**Aim**
Please pick out every line of the rows below that contains the string "surface", treating uppercase and lowercase as different, and copy each one.

Image boundary annotation data:
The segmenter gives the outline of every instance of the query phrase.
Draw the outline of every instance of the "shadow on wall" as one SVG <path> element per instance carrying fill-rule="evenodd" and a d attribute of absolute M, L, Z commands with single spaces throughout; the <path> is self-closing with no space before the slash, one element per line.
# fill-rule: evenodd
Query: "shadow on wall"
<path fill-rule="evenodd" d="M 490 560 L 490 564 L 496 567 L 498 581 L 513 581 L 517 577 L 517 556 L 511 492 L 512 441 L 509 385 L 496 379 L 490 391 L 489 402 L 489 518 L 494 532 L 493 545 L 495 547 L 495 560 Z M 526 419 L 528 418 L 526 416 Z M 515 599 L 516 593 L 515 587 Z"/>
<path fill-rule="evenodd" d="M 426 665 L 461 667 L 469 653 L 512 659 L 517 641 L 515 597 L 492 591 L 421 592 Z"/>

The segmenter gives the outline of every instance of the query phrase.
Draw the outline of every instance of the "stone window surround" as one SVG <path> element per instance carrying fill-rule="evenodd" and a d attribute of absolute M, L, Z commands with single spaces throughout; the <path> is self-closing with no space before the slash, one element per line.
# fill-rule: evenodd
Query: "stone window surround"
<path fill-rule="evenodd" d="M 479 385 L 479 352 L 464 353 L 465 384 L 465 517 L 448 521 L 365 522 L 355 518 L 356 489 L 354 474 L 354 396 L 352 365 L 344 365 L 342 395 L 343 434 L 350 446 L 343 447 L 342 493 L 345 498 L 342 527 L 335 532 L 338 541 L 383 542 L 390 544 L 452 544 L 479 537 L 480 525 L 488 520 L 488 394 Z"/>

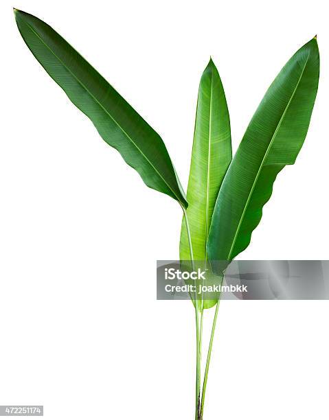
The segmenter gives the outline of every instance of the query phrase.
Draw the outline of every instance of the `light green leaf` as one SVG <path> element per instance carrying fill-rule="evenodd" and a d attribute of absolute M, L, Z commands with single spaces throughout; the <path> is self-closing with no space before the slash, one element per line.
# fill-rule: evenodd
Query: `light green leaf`
<path fill-rule="evenodd" d="M 187 202 L 155 131 L 66 40 L 38 18 L 14 10 L 23 38 L 45 71 L 144 182 L 182 207 Z"/>
<path fill-rule="evenodd" d="M 316 38 L 282 69 L 254 114 L 218 194 L 207 242 L 211 260 L 233 259 L 250 243 L 277 174 L 303 145 L 317 91 Z"/>
<path fill-rule="evenodd" d="M 217 69 L 210 60 L 200 82 L 188 187 L 194 259 L 206 261 L 207 238 L 220 185 L 231 162 L 231 130 L 225 95 Z M 191 259 L 184 218 L 180 244 L 181 260 Z M 205 303 L 207 307 L 209 303 Z M 216 303 L 214 302 L 211 305 Z"/>

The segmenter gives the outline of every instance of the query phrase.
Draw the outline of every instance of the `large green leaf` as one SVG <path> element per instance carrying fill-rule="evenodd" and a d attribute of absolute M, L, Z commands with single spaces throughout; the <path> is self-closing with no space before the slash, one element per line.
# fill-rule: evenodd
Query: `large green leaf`
<path fill-rule="evenodd" d="M 207 238 L 218 191 L 232 157 L 229 116 L 218 72 L 210 60 L 198 89 L 194 137 L 188 187 L 187 214 L 194 259 L 206 261 Z M 183 218 L 180 258 L 190 259 Z M 215 302 L 205 302 L 205 307 Z"/>
<path fill-rule="evenodd" d="M 305 139 L 317 91 L 316 38 L 289 60 L 254 114 L 227 170 L 207 242 L 209 259 L 233 259 L 262 218 L 277 174 L 293 165 Z"/>
<path fill-rule="evenodd" d="M 34 57 L 117 149 L 144 183 L 187 207 L 166 146 L 155 131 L 65 40 L 38 18 L 14 10 L 23 38 Z"/>

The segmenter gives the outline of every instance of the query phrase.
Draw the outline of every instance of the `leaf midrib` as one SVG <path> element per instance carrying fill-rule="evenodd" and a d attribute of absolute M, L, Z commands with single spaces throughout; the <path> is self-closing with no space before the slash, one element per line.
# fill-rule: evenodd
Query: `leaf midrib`
<path fill-rule="evenodd" d="M 236 231 L 236 233 L 234 235 L 234 240 L 233 240 L 232 245 L 231 246 L 231 248 L 229 250 L 229 255 L 228 255 L 228 257 L 227 257 L 227 260 L 229 260 L 229 259 L 231 258 L 231 253 L 232 253 L 233 250 L 234 248 L 234 246 L 236 244 L 236 240 L 237 240 L 237 237 L 238 237 L 238 235 L 239 234 L 239 232 L 240 232 L 240 228 L 241 227 L 241 224 L 242 224 L 242 222 L 243 219 L 245 218 L 245 213 L 247 211 L 247 209 L 248 208 L 248 205 L 249 204 L 250 200 L 251 200 L 252 194 L 253 193 L 253 190 L 255 189 L 256 185 L 257 184 L 257 181 L 258 180 L 258 178 L 259 178 L 260 174 L 260 171 L 262 170 L 262 167 L 264 166 L 264 161 L 265 161 L 265 160 L 266 160 L 266 157 L 267 157 L 267 156 L 268 156 L 268 154 L 269 153 L 271 148 L 272 147 L 272 144 L 273 144 L 273 141 L 274 141 L 274 140 L 275 139 L 275 136 L 277 134 L 277 132 L 278 132 L 278 130 L 279 130 L 279 129 L 280 129 L 280 128 L 281 126 L 281 124 L 282 123 L 282 121 L 283 121 L 283 119 L 284 119 L 284 117 L 286 115 L 286 112 L 287 112 L 287 110 L 288 110 L 288 108 L 290 106 L 290 104 L 291 104 L 291 101 L 293 100 L 293 97 L 295 96 L 295 93 L 297 91 L 297 89 L 298 89 L 298 86 L 299 85 L 299 83 L 300 83 L 300 81 L 302 80 L 302 78 L 303 77 L 304 72 L 305 71 L 305 69 L 306 67 L 306 65 L 308 62 L 308 59 L 310 58 L 310 53 L 308 53 L 308 57 L 307 57 L 307 58 L 306 58 L 306 60 L 305 61 L 305 64 L 304 64 L 304 65 L 303 67 L 303 69 L 302 69 L 302 73 L 300 74 L 300 76 L 299 76 L 299 78 L 298 79 L 298 82 L 297 82 L 297 83 L 296 84 L 296 86 L 295 87 L 295 89 L 294 89 L 294 91 L 293 92 L 293 94 L 291 95 L 291 97 L 289 99 L 289 101 L 288 102 L 288 104 L 286 104 L 286 108 L 284 108 L 284 113 L 282 114 L 282 116 L 281 117 L 281 118 L 280 118 L 280 121 L 279 121 L 279 122 L 277 124 L 277 127 L 275 128 L 275 130 L 274 131 L 273 135 L 272 136 L 272 138 L 271 139 L 271 141 L 269 143 L 269 146 L 267 147 L 267 149 L 266 149 L 266 151 L 265 152 L 265 154 L 264 155 L 264 157 L 263 157 L 263 159 L 262 160 L 262 162 L 260 163 L 259 170 L 258 170 L 258 171 L 257 172 L 255 180 L 254 180 L 254 181 L 253 183 L 253 185 L 252 185 L 251 189 L 250 190 L 249 194 L 248 196 L 248 198 L 247 200 L 246 204 L 245 204 L 245 207 L 243 209 L 241 217 L 240 218 L 239 223 L 238 223 L 237 229 Z"/>
<path fill-rule="evenodd" d="M 206 207 L 205 207 L 205 251 L 204 251 L 204 259 L 205 261 L 207 259 L 207 240 L 208 239 L 209 234 L 209 188 L 210 188 L 210 166 L 211 166 L 211 136 L 212 136 L 212 82 L 214 80 L 214 75 L 212 70 L 212 78 L 210 84 L 210 102 L 209 102 L 209 132 L 208 132 L 208 161 L 207 165 L 207 197 L 206 197 Z"/>
<path fill-rule="evenodd" d="M 43 38 L 39 36 L 37 32 L 36 32 L 33 27 L 28 23 L 28 22 L 25 22 L 25 23 L 27 25 L 30 30 L 39 38 L 39 40 L 44 44 L 44 45 L 50 51 L 50 52 L 58 60 L 58 61 L 62 64 L 62 65 L 73 76 L 73 78 L 77 80 L 77 82 L 86 90 L 86 91 L 89 93 L 89 95 L 98 104 L 98 105 L 104 110 L 104 112 L 110 117 L 112 121 L 119 127 L 119 128 L 122 131 L 124 135 L 127 137 L 128 140 L 135 145 L 135 147 L 139 150 L 142 156 L 145 159 L 145 160 L 148 162 L 148 163 L 151 165 L 151 167 L 154 169 L 154 170 L 157 172 L 161 179 L 165 183 L 171 192 L 174 194 L 174 196 L 177 198 L 179 202 L 183 204 L 181 200 L 179 198 L 174 191 L 171 188 L 170 185 L 167 183 L 166 179 L 161 176 L 161 174 L 159 172 L 155 166 L 152 163 L 152 162 L 148 159 L 148 158 L 144 154 L 144 152 L 141 150 L 141 149 L 138 147 L 138 145 L 135 143 L 135 141 L 131 139 L 129 135 L 124 130 L 124 129 L 120 126 L 120 124 L 112 117 L 112 115 L 109 113 L 106 108 L 102 104 L 101 102 L 90 92 L 88 88 L 83 84 L 81 80 L 79 80 L 78 76 L 68 67 L 60 58 L 57 56 L 57 54 L 52 49 L 52 48 L 43 40 Z"/>

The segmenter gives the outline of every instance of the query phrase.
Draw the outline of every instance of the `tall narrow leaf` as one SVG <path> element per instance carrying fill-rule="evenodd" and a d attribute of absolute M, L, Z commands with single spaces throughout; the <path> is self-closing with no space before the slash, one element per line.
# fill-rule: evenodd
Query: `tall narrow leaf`
<path fill-rule="evenodd" d="M 207 238 L 218 191 L 232 156 L 229 116 L 222 82 L 210 60 L 198 89 L 198 104 L 188 187 L 187 210 L 193 257 L 207 261 Z M 180 258 L 191 257 L 185 220 L 181 232 Z M 211 304 L 216 303 L 214 302 Z M 205 307 L 210 304 L 206 303 Z"/>
<path fill-rule="evenodd" d="M 313 38 L 289 60 L 266 93 L 220 188 L 207 242 L 212 260 L 231 260 L 250 243 L 277 174 L 295 163 L 303 145 L 319 72 Z"/>
<path fill-rule="evenodd" d="M 17 25 L 34 57 L 117 149 L 144 182 L 187 207 L 166 146 L 155 131 L 71 45 L 38 18 L 15 10 Z"/>

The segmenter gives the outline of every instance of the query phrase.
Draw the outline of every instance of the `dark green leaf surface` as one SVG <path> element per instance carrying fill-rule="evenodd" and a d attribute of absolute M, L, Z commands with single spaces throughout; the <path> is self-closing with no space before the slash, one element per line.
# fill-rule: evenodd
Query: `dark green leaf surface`
<path fill-rule="evenodd" d="M 65 40 L 38 18 L 15 10 L 19 32 L 33 55 L 117 149 L 144 183 L 187 207 L 166 146 L 155 131 Z"/>
<path fill-rule="evenodd" d="M 186 212 L 193 257 L 197 261 L 207 259 L 207 238 L 214 207 L 231 157 L 231 129 L 225 95 L 217 69 L 210 60 L 198 89 L 187 194 L 189 206 Z M 184 219 L 180 258 L 181 260 L 191 258 Z M 205 301 L 204 307 L 214 304 L 216 301 Z"/>
<path fill-rule="evenodd" d="M 231 260 L 250 243 L 277 174 L 303 145 L 317 91 L 315 38 L 287 62 L 254 114 L 227 170 L 207 242 L 211 260 Z"/>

**Reply to the exercise**
Draw the outline of every instance of the `dark green leaf surface` as one SVG <path> element per instance carrying fill-rule="evenodd" and a d attribute of absolute M, L, Z commands with single spaces throughout; the <path> is self-closing with no space before the slash, one element per line.
Query: `dark green leaf surface`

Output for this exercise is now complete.